Requirement: How many lines of the material below contain the string "every"? Case counts. Give only the number.

Segmentation data

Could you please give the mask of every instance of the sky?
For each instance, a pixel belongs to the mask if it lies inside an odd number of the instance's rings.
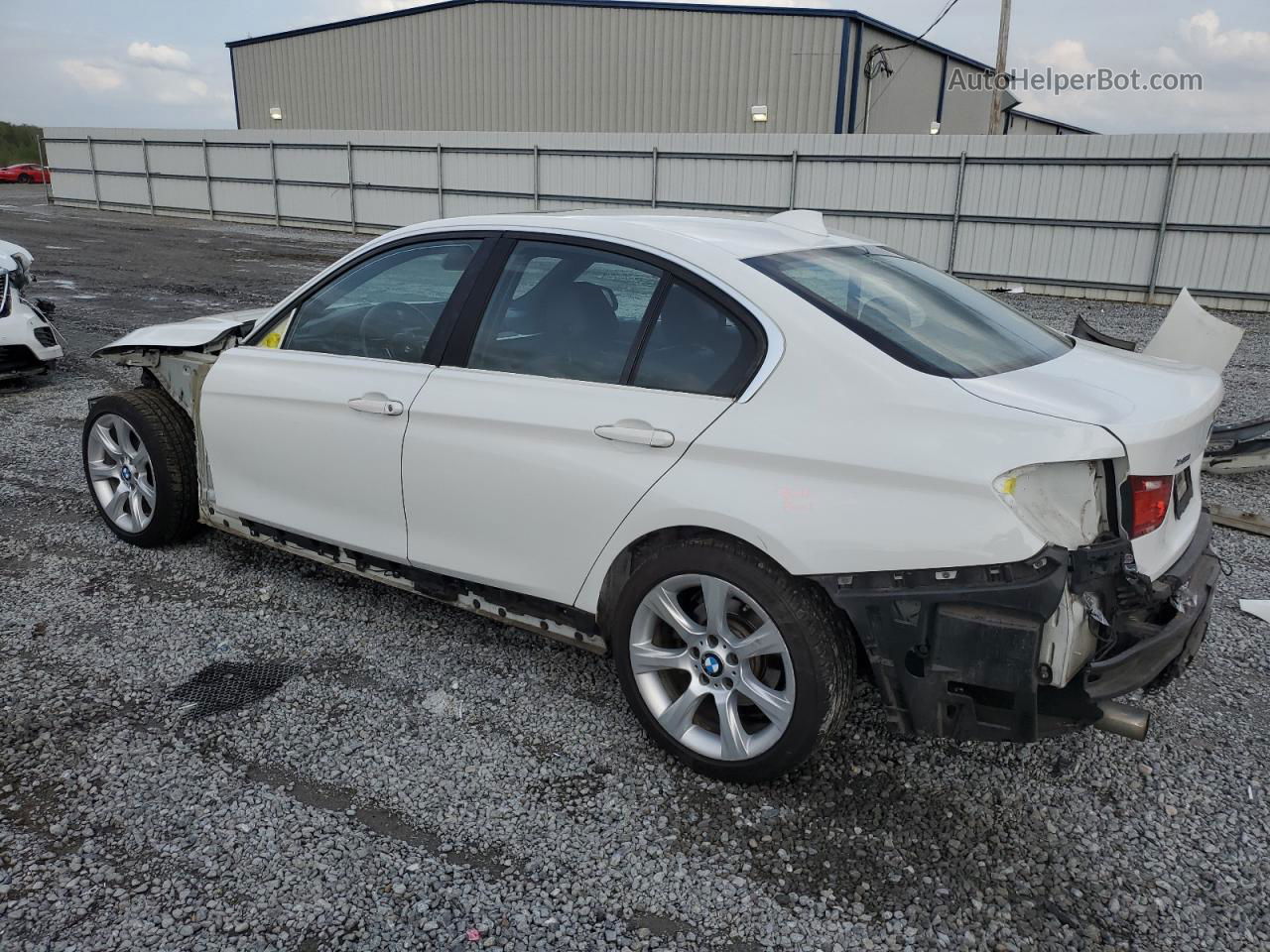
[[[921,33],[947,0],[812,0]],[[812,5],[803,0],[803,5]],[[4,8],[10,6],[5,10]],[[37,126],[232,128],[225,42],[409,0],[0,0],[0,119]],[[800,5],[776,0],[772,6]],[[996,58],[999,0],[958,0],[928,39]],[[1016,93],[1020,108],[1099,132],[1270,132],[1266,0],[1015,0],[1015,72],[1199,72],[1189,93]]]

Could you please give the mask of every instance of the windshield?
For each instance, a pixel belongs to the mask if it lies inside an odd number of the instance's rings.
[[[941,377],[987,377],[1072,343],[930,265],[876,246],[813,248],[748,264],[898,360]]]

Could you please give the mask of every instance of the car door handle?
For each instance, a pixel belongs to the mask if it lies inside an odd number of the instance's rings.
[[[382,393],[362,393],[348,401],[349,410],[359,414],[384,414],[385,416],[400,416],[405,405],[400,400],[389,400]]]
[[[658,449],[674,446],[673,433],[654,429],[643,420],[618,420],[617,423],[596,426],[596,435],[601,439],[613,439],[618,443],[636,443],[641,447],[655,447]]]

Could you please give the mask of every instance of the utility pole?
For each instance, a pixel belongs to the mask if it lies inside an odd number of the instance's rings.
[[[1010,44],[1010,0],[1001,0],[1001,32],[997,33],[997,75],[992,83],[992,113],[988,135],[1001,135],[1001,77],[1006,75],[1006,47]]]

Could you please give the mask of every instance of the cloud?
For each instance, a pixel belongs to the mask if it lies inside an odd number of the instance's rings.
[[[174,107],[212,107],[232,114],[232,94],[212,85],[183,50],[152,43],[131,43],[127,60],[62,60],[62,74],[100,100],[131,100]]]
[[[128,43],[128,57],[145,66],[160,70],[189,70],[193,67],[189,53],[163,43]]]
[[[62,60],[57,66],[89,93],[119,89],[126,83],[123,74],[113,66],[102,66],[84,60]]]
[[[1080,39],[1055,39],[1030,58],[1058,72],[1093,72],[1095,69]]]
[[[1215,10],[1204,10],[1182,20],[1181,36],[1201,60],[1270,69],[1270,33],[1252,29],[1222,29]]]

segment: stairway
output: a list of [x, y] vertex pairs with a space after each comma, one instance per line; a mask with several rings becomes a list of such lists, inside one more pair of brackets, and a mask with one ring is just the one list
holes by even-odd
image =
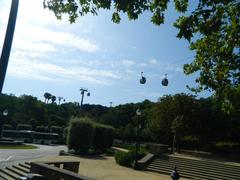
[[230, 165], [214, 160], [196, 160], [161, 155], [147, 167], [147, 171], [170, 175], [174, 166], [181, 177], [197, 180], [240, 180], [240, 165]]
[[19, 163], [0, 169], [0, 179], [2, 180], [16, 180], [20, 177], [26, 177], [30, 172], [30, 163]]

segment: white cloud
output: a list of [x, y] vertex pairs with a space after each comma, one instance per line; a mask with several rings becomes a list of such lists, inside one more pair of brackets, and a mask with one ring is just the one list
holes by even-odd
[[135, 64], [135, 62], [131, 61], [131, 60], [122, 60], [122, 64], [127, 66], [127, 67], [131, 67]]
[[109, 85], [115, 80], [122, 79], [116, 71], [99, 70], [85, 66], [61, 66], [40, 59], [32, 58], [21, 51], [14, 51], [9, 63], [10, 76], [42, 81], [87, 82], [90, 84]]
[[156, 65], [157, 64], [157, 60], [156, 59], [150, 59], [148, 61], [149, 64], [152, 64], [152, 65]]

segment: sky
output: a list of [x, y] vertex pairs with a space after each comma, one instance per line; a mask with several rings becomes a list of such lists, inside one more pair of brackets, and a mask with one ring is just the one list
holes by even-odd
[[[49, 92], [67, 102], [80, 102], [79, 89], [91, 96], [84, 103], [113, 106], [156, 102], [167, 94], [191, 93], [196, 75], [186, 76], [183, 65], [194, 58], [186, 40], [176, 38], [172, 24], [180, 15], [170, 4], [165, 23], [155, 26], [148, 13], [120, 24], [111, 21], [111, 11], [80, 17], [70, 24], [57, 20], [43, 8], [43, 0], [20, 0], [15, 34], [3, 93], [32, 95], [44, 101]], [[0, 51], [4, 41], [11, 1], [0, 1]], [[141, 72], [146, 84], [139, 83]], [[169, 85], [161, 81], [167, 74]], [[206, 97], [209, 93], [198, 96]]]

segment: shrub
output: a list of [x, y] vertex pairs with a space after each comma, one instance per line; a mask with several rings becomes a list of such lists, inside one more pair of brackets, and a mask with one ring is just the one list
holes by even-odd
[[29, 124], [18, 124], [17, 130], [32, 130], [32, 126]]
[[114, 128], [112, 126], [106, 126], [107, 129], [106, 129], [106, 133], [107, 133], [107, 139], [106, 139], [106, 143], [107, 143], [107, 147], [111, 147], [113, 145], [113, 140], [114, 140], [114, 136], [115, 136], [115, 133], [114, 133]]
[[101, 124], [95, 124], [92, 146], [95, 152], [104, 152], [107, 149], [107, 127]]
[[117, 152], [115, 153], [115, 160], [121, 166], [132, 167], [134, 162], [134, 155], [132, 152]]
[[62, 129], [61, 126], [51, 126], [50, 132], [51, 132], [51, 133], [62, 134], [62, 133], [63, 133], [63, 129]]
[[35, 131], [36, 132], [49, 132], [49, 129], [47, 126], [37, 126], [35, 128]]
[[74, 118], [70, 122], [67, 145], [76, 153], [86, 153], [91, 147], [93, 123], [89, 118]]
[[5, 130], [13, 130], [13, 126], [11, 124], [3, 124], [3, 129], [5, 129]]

* * *

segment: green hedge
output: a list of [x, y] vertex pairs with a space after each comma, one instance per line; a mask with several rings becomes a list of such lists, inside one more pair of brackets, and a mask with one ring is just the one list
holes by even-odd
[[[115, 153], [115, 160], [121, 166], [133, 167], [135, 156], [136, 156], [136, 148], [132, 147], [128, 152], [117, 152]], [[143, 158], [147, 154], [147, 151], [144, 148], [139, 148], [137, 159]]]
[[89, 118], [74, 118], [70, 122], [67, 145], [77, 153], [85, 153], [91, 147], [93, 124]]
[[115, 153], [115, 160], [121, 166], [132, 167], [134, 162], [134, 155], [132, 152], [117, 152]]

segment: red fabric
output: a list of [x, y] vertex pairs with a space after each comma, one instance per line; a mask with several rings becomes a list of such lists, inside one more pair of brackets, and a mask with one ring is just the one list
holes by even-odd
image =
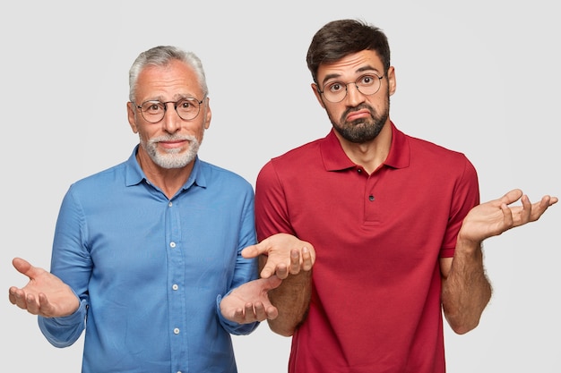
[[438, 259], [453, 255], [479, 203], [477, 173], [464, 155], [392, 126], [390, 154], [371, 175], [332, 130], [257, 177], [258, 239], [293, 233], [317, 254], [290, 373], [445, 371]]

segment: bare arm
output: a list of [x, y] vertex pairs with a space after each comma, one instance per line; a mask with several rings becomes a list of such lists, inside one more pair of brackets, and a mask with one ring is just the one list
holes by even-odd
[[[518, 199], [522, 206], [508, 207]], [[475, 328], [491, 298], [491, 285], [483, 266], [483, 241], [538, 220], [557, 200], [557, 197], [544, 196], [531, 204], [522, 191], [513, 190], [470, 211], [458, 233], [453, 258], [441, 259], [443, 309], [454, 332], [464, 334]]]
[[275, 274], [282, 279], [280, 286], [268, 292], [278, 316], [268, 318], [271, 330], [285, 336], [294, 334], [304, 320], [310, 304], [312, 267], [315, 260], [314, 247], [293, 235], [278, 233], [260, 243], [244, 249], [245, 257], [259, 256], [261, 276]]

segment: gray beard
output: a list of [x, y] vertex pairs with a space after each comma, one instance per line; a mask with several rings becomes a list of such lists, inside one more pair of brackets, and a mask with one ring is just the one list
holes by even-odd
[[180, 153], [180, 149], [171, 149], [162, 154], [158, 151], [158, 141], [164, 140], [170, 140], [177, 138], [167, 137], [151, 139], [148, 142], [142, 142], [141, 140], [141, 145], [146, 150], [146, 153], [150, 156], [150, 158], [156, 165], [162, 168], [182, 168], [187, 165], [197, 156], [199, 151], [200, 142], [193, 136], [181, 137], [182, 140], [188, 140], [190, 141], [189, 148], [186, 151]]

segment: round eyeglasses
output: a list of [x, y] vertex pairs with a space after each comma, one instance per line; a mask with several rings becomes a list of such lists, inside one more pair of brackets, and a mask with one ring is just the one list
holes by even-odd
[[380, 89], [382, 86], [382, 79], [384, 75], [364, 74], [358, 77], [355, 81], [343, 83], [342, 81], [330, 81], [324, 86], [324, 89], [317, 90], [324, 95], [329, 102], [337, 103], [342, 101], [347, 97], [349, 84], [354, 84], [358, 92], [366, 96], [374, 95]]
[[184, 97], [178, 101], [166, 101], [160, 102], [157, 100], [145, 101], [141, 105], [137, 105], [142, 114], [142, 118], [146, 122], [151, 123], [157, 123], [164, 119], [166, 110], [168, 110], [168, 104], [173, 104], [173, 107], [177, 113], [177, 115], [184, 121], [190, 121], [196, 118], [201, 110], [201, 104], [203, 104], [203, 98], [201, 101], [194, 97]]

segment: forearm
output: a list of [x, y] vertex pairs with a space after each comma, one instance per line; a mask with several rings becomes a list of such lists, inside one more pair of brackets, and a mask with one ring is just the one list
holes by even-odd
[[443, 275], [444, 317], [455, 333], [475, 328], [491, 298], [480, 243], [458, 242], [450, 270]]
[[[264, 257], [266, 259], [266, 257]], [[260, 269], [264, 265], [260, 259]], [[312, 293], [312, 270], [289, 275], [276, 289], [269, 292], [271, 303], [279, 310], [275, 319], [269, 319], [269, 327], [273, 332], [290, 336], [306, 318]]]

Completed exercise: 5